[Detection annotation records]

start

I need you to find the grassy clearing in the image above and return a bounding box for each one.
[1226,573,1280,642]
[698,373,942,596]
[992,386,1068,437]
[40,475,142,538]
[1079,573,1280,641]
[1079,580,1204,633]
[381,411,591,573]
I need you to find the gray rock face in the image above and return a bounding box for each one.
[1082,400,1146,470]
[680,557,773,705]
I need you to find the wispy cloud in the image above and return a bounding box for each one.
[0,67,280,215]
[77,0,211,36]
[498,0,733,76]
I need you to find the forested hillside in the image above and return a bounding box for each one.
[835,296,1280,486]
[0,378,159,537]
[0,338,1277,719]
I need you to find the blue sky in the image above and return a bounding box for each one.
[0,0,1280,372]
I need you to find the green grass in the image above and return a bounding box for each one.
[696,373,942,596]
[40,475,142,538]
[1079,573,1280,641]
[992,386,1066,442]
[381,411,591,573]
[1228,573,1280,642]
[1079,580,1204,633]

end
start

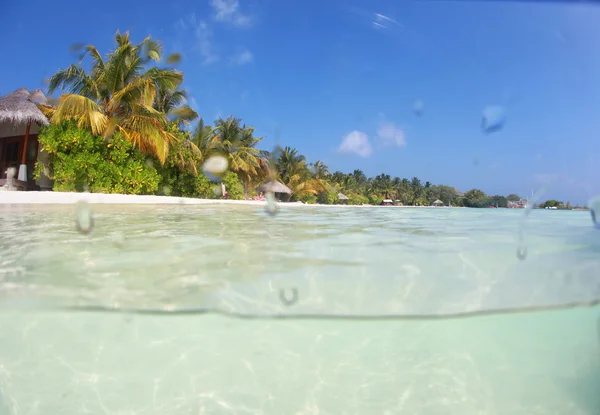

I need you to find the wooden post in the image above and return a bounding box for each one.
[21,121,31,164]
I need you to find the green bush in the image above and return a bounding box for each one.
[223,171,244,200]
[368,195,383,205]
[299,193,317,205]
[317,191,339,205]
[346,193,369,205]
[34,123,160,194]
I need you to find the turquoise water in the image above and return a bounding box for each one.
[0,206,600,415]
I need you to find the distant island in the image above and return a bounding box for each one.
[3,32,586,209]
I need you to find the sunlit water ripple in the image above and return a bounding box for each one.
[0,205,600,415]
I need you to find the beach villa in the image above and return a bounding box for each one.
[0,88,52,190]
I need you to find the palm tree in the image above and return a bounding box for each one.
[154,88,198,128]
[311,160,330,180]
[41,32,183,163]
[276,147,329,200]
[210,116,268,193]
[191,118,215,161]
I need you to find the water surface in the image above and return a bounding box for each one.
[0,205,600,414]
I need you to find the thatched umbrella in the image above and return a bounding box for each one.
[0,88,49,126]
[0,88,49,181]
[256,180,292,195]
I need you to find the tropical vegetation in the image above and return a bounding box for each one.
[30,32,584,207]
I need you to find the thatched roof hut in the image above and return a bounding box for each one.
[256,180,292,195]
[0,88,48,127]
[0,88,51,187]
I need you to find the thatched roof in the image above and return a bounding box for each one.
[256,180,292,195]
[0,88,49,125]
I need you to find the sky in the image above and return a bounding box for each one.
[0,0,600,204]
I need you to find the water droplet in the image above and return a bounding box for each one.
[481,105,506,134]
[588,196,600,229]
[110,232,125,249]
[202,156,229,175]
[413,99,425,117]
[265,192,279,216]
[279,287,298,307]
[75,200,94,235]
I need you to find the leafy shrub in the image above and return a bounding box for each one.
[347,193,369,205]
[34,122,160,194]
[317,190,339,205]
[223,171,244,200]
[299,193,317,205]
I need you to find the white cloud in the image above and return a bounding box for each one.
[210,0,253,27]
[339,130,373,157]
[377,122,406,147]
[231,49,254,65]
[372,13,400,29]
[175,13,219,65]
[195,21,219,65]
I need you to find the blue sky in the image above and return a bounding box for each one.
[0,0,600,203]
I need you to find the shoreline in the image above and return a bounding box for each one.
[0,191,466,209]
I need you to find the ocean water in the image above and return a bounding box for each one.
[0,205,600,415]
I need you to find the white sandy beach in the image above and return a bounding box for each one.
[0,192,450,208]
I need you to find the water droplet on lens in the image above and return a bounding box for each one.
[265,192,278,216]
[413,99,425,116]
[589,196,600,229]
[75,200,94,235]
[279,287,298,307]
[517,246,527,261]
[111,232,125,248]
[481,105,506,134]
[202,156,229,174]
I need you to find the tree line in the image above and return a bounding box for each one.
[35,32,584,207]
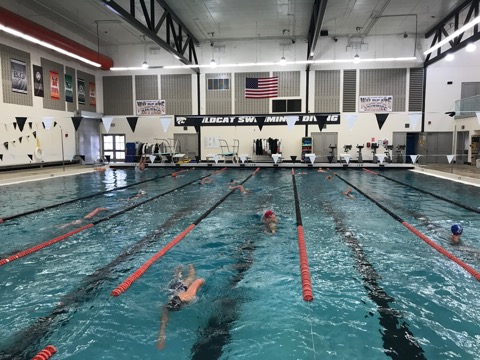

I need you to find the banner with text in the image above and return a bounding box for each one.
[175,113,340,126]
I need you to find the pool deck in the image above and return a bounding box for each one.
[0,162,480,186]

end
start

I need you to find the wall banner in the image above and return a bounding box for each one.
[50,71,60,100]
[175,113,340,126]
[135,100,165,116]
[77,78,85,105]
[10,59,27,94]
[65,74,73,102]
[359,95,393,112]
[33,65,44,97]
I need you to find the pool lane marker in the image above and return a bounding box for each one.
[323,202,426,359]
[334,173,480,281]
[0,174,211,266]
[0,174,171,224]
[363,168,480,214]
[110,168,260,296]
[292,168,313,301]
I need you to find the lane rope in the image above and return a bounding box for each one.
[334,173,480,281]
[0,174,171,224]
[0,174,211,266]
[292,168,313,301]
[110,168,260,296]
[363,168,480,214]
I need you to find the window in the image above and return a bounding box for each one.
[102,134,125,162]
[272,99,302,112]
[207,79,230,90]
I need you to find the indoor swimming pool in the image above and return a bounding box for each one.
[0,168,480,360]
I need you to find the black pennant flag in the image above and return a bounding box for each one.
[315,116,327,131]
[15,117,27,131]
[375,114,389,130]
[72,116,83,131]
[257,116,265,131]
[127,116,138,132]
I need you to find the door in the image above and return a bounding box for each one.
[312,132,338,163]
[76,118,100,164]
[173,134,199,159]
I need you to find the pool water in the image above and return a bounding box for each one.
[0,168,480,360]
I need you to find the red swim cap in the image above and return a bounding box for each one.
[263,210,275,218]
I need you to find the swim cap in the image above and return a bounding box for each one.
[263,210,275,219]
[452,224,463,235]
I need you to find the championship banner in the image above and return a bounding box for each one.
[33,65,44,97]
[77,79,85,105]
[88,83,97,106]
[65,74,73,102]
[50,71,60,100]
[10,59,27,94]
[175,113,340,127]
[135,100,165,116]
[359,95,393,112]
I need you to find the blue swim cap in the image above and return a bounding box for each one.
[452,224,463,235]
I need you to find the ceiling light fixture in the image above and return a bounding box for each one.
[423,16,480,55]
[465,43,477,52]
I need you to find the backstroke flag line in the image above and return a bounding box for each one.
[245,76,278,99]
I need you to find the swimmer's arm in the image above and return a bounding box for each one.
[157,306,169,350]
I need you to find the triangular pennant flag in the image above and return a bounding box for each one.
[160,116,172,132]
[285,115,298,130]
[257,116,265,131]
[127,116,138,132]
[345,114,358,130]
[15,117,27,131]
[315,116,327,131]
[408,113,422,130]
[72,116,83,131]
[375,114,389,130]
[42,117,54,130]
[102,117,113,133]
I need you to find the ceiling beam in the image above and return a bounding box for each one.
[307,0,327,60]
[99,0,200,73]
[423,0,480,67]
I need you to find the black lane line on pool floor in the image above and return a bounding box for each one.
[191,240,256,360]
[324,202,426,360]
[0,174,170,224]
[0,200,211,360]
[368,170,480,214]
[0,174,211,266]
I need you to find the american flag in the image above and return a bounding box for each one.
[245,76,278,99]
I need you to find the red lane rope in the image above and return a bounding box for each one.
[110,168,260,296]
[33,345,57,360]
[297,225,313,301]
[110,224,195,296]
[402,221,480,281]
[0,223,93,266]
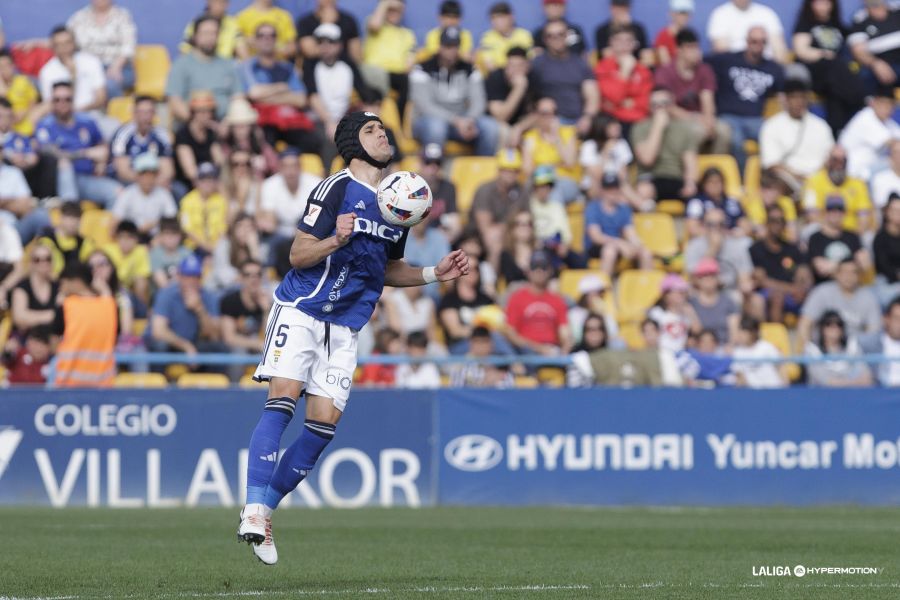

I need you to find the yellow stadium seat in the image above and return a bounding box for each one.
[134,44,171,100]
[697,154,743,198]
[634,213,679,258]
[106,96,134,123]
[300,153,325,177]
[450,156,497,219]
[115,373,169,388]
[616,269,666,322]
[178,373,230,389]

end

Task directions: List every line of the listing that contains the word "cloud".

Answer to the problem:
I need you to find the wispy cloud in the image above and return a bounding box for each one.
I need you to find the white cloud in the image above and return a bounding box for each one.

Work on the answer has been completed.